Pull out every line in the material below that contains the string "green", treating uppercase and lowercase letters as different.

Given data —
** Begin **
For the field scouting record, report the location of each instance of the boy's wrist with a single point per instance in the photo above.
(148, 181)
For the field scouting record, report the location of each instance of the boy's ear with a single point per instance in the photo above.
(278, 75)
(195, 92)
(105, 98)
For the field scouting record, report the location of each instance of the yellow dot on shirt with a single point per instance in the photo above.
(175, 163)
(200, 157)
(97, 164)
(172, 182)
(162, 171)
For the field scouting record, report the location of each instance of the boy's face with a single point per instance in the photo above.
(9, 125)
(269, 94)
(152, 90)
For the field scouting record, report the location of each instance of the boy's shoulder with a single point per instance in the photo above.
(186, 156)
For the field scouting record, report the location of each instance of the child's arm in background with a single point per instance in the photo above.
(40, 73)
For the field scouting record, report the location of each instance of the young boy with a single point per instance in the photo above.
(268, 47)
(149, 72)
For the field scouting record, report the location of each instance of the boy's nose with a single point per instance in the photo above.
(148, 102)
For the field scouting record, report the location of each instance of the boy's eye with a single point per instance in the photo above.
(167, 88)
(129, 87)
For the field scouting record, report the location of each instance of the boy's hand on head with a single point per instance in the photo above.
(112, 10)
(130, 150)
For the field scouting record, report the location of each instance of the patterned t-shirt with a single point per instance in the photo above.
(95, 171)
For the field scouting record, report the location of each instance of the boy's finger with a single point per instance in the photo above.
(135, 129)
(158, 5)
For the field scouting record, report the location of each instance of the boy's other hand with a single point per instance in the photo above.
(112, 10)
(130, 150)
** End **
** Begin **
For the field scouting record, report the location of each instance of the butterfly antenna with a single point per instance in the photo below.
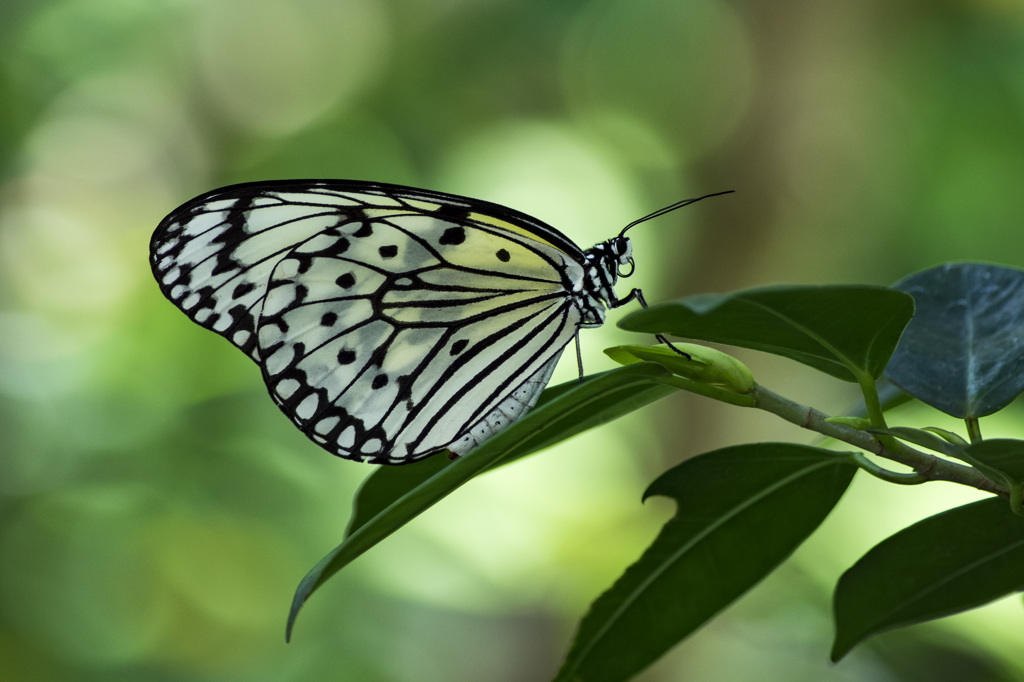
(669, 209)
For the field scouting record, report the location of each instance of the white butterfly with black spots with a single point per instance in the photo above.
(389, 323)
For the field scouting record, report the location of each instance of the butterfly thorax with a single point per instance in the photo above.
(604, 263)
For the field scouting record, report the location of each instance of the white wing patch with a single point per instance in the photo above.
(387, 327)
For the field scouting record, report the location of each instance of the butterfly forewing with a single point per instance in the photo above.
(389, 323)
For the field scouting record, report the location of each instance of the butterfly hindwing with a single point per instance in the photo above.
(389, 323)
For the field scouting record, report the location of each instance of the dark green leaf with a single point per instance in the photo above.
** End **
** Begin **
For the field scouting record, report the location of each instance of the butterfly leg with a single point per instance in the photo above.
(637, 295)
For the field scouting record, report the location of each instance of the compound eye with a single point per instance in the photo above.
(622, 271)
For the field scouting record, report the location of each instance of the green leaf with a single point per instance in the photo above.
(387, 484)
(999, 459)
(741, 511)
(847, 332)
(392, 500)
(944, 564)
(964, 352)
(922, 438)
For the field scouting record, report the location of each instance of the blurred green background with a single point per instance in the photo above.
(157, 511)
** End **
Expected answer —
For the field scouting record, report the location of each instance of the dark green leaf with a single point per instance in the photo above.
For the field scouting record, report the location of each instance of the green leaf with a single point per instance in the photo above.
For the field scouting record, report the location of each instance of the blurred green background with a single point per instance in the photo above.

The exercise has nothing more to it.